• **EXCERPTED TEXT**
========================================================================

Saturday morning, I met my young "several times removed" cousin Sarah, from the Barrett side of the family, for brunch. This was the first time I met Sarah and she is a delightful young woman. We got an outside table at "Succotash" in the City Market and I ordered what turned out to be the biggest, hub-cap-size blueberry pancake ever! It was yummy. I think it's fun to note that this place also has some of the strongest, but very good, coffee I've ever had at any restaurant. Even my mom, who is a die-hard strong black coffee addict, had to add cream, when we went there in the past! Sarah and I had a nice chat and then it was time for me to attend the dance workshops at Swing Salsa Tango, which lasted from noon until about 3:30. I was up very late (early?) and hadn't gotten much sleep so it was a bit of a struggle to make it through the lessons. Peter Strom is a great instructor and we started out with The Big Apple routine and went on to work on lindy basics, swing out moves and connection.

I really, really wanted to take a nap, But I visited a really cool architectural salvage place, and then decided to visit another cousin and her daughter at the Irish import shop they own, Sheehan's, on Westport Road, just up the street from my hotel. Sadly, Peggy, who is in her 70s,

is showing beginning signs of dementia, even though I have visited her quite a few times in the past, the last only about 1 1/2 years ago. She did not remember me at all. Her daughter Kate said Peggy is not accepting yet that she is having memory issues. It was great to see them both, though, and I just love browsing through the many rooms of wonderful stuff. I bought a small Belleek porcelain box with a Celtic design to add to my collection, and some wonderful Irish tea and "biscuits" (cookies).
For dinner, I decided on a Thai restaurant called Lulu's which I had driven past a few times on my way to and from the dance and workshops. I enjoyed some satay, Tom Yum soup (which was a little too spicy even for me) and steamed seafood dumplings! The waitress was terrific and friendly. It turns out she has family in Bellevue and I encouraged her to come up to Omaha for a visit!

========================================================================

Stored data entries:
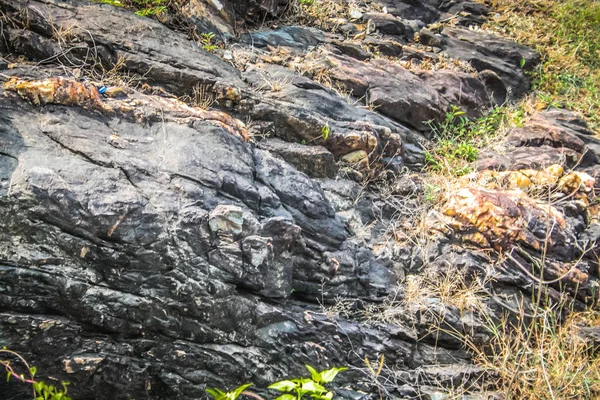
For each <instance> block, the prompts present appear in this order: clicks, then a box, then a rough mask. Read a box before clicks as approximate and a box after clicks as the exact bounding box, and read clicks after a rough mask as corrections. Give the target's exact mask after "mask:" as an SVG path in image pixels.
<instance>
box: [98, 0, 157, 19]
mask: <svg viewBox="0 0 600 400" xmlns="http://www.w3.org/2000/svg"><path fill="white" fill-rule="evenodd" d="M95 1H97V2H98V3H104V4H110V5H111V6H115V7H126V8H132V9H135V10H136V12H135V14H136V15H139V16H140V17H151V16H154V15H159V14H162V13H163V12H165V11H166V10H167V3H168V0H95Z"/></svg>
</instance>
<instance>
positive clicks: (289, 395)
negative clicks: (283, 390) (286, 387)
mask: <svg viewBox="0 0 600 400" xmlns="http://www.w3.org/2000/svg"><path fill="white" fill-rule="evenodd" d="M275 400H296V396H294V395H293V394H282V395H281V396H279V397H278V398H276V399H275Z"/></svg>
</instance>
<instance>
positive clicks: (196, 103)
mask: <svg viewBox="0 0 600 400" xmlns="http://www.w3.org/2000/svg"><path fill="white" fill-rule="evenodd" d="M215 102H216V95H215V94H214V93H213V92H211V91H210V88H209V87H208V86H207V85H203V84H201V83H198V84H197V85H196V86H194V88H193V89H192V96H191V103H192V105H193V106H194V107H198V108H200V109H202V110H208V109H209V108H210V107H212V105H213V104H214V103H215Z"/></svg>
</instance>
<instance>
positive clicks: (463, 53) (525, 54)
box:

========================================================================

Say whether each statement agrees with the excerpted text, giving yes or no and quoting the words of the text that decide it: 1. The dance workshops at Swing Salsa Tango began at noon. 2. Peggy remembered the writer from earlier visits. 3. The Tom Yum soup at Lulu's was mild.

1. Yes: "which lasted from noon until about 3:30"
2. No: "She did not remember me at all."
3. No: "which was a little too spicy even for me"